[Opening Exercise material section]

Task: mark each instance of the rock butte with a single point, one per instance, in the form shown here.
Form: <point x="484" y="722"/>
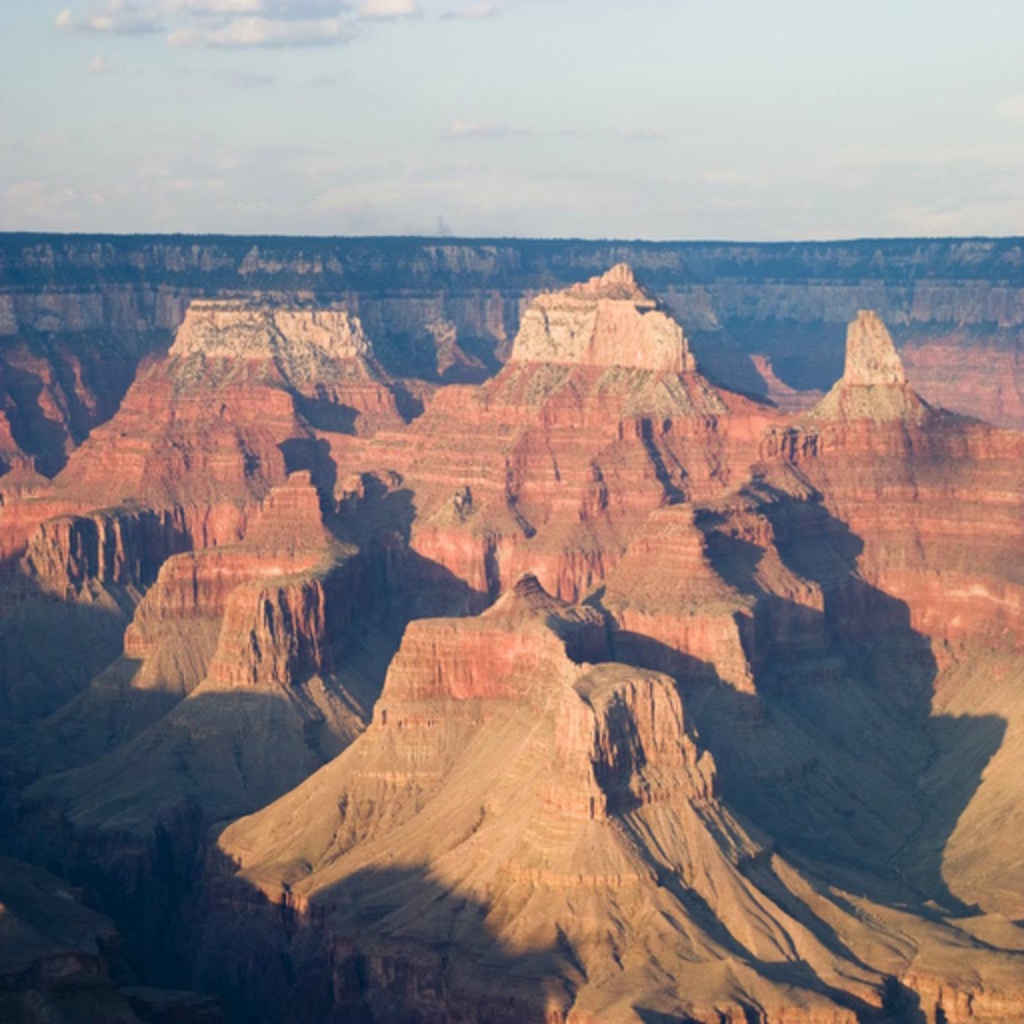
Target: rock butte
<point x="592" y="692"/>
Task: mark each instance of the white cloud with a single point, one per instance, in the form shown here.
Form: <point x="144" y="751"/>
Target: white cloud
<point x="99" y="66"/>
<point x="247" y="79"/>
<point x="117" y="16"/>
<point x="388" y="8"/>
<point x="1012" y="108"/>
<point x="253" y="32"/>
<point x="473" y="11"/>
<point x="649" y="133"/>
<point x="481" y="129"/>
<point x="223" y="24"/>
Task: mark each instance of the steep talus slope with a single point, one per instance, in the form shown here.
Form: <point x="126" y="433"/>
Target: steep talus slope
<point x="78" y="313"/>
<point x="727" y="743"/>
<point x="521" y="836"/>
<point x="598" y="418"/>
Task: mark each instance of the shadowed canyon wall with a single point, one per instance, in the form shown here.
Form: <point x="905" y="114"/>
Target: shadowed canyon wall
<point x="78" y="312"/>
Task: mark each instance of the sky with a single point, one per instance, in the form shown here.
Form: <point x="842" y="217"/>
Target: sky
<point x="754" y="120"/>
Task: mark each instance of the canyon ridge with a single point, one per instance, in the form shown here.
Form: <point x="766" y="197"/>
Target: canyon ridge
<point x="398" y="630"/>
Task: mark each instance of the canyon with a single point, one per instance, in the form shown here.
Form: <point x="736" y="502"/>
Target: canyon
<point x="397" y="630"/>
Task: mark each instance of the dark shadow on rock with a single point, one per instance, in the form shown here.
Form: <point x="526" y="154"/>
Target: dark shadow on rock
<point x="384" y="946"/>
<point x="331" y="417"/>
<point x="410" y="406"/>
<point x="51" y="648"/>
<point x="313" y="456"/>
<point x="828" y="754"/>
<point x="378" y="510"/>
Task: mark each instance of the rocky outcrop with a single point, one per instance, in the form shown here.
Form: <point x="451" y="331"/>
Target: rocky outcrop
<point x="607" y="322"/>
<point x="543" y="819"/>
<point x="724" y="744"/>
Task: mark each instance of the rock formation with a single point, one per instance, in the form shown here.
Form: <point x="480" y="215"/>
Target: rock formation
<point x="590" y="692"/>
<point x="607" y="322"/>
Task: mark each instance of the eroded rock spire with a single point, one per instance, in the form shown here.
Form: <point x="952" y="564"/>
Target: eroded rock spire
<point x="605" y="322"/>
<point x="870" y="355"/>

[Closing Exercise material section]

What you return must be the lines from the line holding "Task: mark each instance of the dark" through the final line of the material, word for word, and nothing more.

Task: mark each instance of the dark shadow on rock with a single point, one per instance, in the form shown here.
Form: <point x="526" y="154"/>
Target: dark shadow on rock
<point x="384" y="946"/>
<point x="331" y="417"/>
<point x="410" y="406"/>
<point x="51" y="648"/>
<point x="313" y="456"/>
<point x="828" y="754"/>
<point x="378" y="510"/>
Task: mark each instance of the rocky outcrop with a single point, one per instance, in the form shown here.
Form: <point x="451" y="331"/>
Target: rocky outcrop
<point x="607" y="322"/>
<point x="543" y="819"/>
<point x="724" y="744"/>
Task: mark each instance of the rock formation with a single point, one per instance, in the form shown here.
Form: <point x="480" y="215"/>
Target: rock formation
<point x="590" y="692"/>
<point x="607" y="322"/>
Task: mark each instance of the eroded rock spire with a single point, one per instance, in the form shown here.
Form: <point x="952" y="564"/>
Target: eroded rock spire
<point x="605" y="322"/>
<point x="870" y="355"/>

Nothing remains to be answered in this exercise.